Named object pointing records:
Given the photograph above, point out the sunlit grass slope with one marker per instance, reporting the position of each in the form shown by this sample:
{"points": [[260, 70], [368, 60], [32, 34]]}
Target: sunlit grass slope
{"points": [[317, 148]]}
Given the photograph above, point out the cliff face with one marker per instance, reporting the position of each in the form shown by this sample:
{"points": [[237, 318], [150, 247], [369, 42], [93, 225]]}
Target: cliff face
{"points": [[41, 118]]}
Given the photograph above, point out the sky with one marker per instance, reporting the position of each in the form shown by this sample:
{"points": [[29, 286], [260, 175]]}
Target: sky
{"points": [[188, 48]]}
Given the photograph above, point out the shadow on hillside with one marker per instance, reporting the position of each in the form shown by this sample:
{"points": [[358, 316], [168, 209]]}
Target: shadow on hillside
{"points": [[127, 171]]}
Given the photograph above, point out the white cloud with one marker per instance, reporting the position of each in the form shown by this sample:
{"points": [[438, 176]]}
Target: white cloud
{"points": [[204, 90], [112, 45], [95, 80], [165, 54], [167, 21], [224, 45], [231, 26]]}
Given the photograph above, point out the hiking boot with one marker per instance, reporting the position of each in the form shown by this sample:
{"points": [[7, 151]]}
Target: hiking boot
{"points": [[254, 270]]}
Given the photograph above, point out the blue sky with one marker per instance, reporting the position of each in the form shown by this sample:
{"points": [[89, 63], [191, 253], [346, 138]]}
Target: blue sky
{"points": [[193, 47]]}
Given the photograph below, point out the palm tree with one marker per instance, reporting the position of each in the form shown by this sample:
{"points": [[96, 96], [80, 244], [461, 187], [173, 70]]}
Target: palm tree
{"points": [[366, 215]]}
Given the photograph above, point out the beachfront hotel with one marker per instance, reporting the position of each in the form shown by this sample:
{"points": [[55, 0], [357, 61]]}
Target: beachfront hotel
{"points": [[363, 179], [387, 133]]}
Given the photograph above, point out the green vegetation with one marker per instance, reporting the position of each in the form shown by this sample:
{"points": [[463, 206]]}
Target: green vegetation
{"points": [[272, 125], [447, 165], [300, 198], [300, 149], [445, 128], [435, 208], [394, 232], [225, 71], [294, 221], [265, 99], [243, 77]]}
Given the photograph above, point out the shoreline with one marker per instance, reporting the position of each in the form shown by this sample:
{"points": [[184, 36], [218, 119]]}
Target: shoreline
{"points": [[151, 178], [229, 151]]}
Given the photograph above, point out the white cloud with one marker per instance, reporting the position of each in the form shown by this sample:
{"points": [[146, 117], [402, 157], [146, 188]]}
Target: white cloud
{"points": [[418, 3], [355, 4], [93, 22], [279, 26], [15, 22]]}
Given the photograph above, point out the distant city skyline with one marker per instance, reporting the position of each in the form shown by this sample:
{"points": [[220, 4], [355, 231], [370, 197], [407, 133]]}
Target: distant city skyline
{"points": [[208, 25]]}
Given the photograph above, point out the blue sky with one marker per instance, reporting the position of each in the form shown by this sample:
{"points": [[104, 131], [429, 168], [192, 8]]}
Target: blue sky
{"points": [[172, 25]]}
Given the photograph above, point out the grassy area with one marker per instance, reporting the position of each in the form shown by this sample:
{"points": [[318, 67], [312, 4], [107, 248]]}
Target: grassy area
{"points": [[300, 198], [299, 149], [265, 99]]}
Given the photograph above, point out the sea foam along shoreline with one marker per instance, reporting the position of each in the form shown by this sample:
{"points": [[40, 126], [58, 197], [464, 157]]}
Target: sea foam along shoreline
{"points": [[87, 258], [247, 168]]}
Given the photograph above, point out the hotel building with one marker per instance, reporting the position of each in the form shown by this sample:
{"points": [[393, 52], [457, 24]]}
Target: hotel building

EXERCISE DESCRIPTION: Write out all the records again, switching every "marker" to "dot" and leaving everything else unchanged.

FULL SOLUTION:
Given the photograph above, point out the sunlit grass slope with one dot per instance, reporting the position of each in the form shown by this sample:
{"points": [[260, 70], [368, 60], [32, 34]]}
Target: sunlit grass slope
{"points": [[317, 148]]}
Given the photograph above, point out the cliff face with one dot per instance, reporting the position of each in the form shown by this sample:
{"points": [[237, 318], [150, 247], [369, 42], [93, 225]]}
Target: cliff face
{"points": [[41, 118]]}
Given the photograph above, point out the sky with one dot per instance, reporting the position of each in the form shown by this sample:
{"points": [[29, 286], [260, 175]]}
Target: sky
{"points": [[188, 48]]}
Given the photograph above, point out the shadow on hillside with one dot per instance, reporting the position of each in the form shown by this sample:
{"points": [[358, 316], [168, 209]]}
Target: shadow on hillside
{"points": [[127, 171]]}
Given the photograph above, point out the white cloud with one dot per instance, reporting the position of each in the form shown by this sample:
{"points": [[438, 176]]}
Target: white cloud
{"points": [[204, 90], [112, 45], [95, 80], [165, 54], [167, 21], [224, 45], [231, 26]]}
Given the photograph above, point out the hiking boot with one dot per instance, reporting the position of each in the form shown by this sample:
{"points": [[7, 151]]}
Target: hiking boot
{"points": [[254, 270]]}
Given the photograph above, point out the blue sky with one dot per instance, reporting the position of each in the form shown by this sample:
{"points": [[89, 63], [191, 253], [346, 138]]}
Target: blue sky
{"points": [[193, 47]]}
Given the photograph below, point out the palm tree with one dot per instance, reporting the position of each in the form shown by this sample:
{"points": [[96, 96], [80, 244], [461, 187], [173, 70]]}
Target: palm tree
{"points": [[366, 215]]}
Given the photograph above, point out the beachfront hotel with one dot per instance, reporting the position of each in the form shown by this sample:
{"points": [[55, 0], [357, 61]]}
Target: beachfront hotel
{"points": [[363, 179], [387, 133]]}
Given the photograph above, point out the green vegetation with one dot per instance, reporting the position of each in the form shown by this sample:
{"points": [[463, 206]]}
Target: green vegetation
{"points": [[272, 125], [447, 165], [300, 198], [300, 149], [445, 128], [435, 208], [394, 232], [225, 71], [294, 221], [265, 99], [243, 77]]}
Given the photograph above, point out the shoreline with one dot per instance, reporting the position of each in the form shown by this sample:
{"points": [[184, 36], [218, 119]]}
Target: shoreline
{"points": [[151, 178], [229, 151]]}
Given the photograph above, point out the white cloud with one dot per instance, reporting the position of each in the form shown by this sample:
{"points": [[146, 117], [402, 157], [146, 188]]}
Target: white cloud
{"points": [[418, 3], [355, 4], [93, 22], [279, 26], [15, 22]]}
Given the photograph above, point out the distant city skyline with one dot per instance, reporting the position of each in the form shown by this sample:
{"points": [[220, 4], [355, 231], [370, 197], [407, 133]]}
Target: distant city skyline
{"points": [[208, 25]]}
Given the photograph above, point out the blue sky with one dot per instance, reporting the position of each in the form shown by this sample:
{"points": [[104, 131], [429, 168], [192, 8]]}
Target: blue sky
{"points": [[172, 25]]}
Given the photograph above, point out the grassy area with one dot per instance, reporting the position of each in the form shown by this sample:
{"points": [[318, 67], [312, 4], [107, 248]]}
Target: grassy area
{"points": [[300, 198], [299, 149], [265, 99]]}
Given the photograph above, point out the sea foam along shoreline with one dot per instance, reporting the position of each in the form shown by this sample:
{"points": [[40, 126], [58, 197], [464, 157]]}
Target: sea foam along shoreline
{"points": [[87, 258], [247, 168]]}
Given the photograph above, point out the hotel building with one dot per instance, reporting the position of each in the form shown by this sample:
{"points": [[393, 52], [457, 24]]}
Target: hotel building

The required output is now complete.